* _What is being asked_: Reproduce the entries verbatim from the very beginning up to and including the line with "[515,111,525,124]". Leave the pictures out of your answer.
--- Start ---
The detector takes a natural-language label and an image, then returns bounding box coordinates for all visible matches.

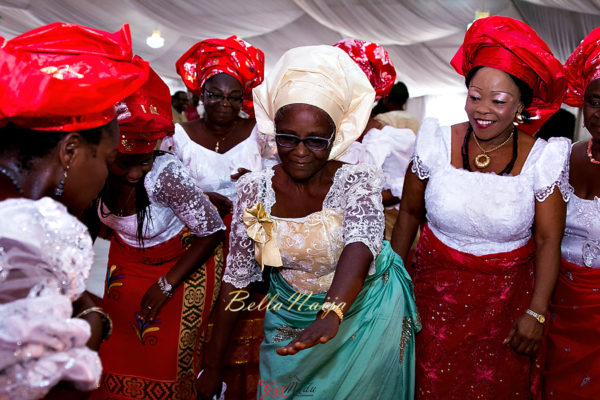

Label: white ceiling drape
[0,0,600,96]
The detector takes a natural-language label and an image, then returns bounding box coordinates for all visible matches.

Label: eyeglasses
[206,90,244,104]
[275,133,334,151]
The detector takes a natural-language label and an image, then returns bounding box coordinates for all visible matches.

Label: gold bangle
[321,301,344,324]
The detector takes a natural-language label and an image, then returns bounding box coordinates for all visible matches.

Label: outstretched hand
[503,314,544,355]
[277,312,340,356]
[140,282,169,322]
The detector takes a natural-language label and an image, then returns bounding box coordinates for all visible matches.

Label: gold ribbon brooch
[242,203,283,271]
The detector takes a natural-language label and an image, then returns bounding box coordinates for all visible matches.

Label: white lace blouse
[98,154,225,247]
[161,124,262,200]
[0,197,102,399]
[412,118,571,255]
[340,125,415,198]
[561,194,600,268]
[223,164,384,293]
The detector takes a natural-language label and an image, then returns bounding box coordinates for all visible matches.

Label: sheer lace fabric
[161,124,262,200]
[412,119,570,255]
[561,194,600,268]
[223,164,384,293]
[0,198,102,399]
[340,125,415,197]
[98,154,225,247]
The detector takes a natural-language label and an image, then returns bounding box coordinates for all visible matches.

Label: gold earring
[515,111,525,124]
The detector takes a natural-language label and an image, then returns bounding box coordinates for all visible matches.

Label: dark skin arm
[140,230,225,322]
[277,243,373,356]
[391,162,427,261]
[504,188,567,355]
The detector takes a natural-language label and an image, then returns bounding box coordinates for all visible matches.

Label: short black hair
[0,123,106,170]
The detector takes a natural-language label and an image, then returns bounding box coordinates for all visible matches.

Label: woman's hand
[231,168,251,181]
[277,312,340,356]
[206,192,233,218]
[503,314,544,355]
[196,364,222,400]
[140,282,169,322]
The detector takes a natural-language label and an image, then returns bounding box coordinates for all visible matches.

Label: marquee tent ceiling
[0,0,600,96]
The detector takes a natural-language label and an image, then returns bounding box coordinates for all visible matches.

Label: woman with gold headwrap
[198,46,419,399]
[392,17,570,400]
[545,28,600,400]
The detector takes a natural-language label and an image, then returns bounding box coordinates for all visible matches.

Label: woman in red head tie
[392,17,570,399]
[0,22,148,399]
[545,28,600,400]
[161,36,268,398]
[92,70,225,399]
[334,39,415,240]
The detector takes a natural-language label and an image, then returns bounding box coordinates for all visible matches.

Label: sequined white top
[561,194,600,268]
[223,164,384,293]
[161,124,262,200]
[412,118,571,255]
[98,154,225,247]
[0,197,102,399]
[340,125,416,198]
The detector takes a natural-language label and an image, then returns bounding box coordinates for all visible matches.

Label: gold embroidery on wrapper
[399,317,413,364]
[273,326,303,343]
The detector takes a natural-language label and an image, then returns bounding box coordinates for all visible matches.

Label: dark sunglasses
[275,133,334,151]
[206,90,244,104]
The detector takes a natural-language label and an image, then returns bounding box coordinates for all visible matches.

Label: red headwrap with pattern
[565,28,600,107]
[117,63,175,154]
[334,39,396,100]
[450,17,567,135]
[175,36,265,115]
[0,22,149,132]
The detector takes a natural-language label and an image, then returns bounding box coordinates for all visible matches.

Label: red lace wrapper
[414,225,541,400]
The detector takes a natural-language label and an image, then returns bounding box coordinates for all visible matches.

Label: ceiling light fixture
[146,29,165,49]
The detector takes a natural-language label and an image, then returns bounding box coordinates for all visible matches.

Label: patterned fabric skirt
[544,260,600,400]
[415,225,541,400]
[257,241,420,400]
[95,228,223,399]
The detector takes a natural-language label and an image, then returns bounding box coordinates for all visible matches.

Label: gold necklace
[215,119,238,153]
[473,125,515,169]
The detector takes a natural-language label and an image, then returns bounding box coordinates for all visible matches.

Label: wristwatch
[525,308,546,325]
[321,301,344,324]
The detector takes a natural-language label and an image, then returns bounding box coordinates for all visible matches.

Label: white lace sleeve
[534,138,572,202]
[223,170,264,289]
[0,238,102,399]
[336,164,385,258]
[144,154,225,236]
[410,118,449,180]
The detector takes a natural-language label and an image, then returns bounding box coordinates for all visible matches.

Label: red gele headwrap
[334,39,396,100]
[565,28,600,107]
[117,61,175,154]
[450,17,567,135]
[175,36,265,116]
[0,22,149,132]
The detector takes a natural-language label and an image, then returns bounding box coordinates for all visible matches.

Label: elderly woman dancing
[0,22,148,399]
[545,28,600,399]
[198,46,419,399]
[392,17,570,399]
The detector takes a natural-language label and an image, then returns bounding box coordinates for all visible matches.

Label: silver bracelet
[157,275,175,297]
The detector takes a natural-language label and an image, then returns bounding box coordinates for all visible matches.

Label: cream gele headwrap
[253,46,375,159]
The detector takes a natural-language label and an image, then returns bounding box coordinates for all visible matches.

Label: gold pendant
[474,153,490,169]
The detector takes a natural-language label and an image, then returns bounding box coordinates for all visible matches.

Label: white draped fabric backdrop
[0,0,600,130]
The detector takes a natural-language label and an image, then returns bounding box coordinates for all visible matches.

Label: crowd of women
[0,12,600,399]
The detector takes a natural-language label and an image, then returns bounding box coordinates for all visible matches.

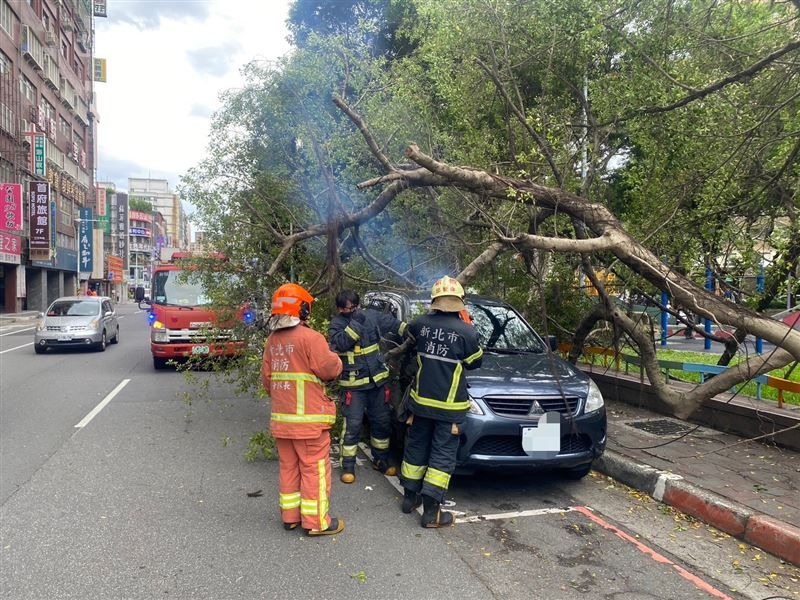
--- End ---
* _Worked answer_:
The detector takes a natural-language label and an image, then returns bounding box coordinates for all visible matches.


Label: white ceiling drape
[0,0,600,96]
The detector takes a natural-language label and an image, then returns bounding box coordinates for all visible matches.

Label: eyeglasses
[206,90,244,104]
[275,133,334,151]
The detector takes a natural-language label and an image, then returns bounding box coordinates for all visible matches.

Label: gold bangle
[321,301,344,324]
The detector takes a natural-language label and an image, then returns bounding box coordinates for all visible matches.

Label: outstretched hand
[503,314,544,355]
[277,312,340,356]
[140,282,169,322]
The detector takes a natural-language label and an image, then returns bounding box coordinates for all visible matches.

Label: gold ribbon brooch
[242,203,283,271]
The detector takes a natural-language label and an image, then returns bounding box coordinates for all visible matches.

Label: white lace blouse
[98,154,225,247]
[161,124,262,200]
[0,197,102,399]
[412,118,571,255]
[340,125,415,198]
[561,194,600,268]
[223,164,384,293]
The detector takes a natural-language label and an image, then returns bounding box coordinates for all visible matches.

Label: sheer lace fabric
[161,124,262,200]
[412,119,570,255]
[561,194,600,268]
[223,164,384,293]
[0,198,102,399]
[340,125,415,197]
[98,154,225,247]
The detector takes a natural-language label and an image, then returns bounding box coordinates for all visible matches.

Label: gold earring
[515,111,525,124]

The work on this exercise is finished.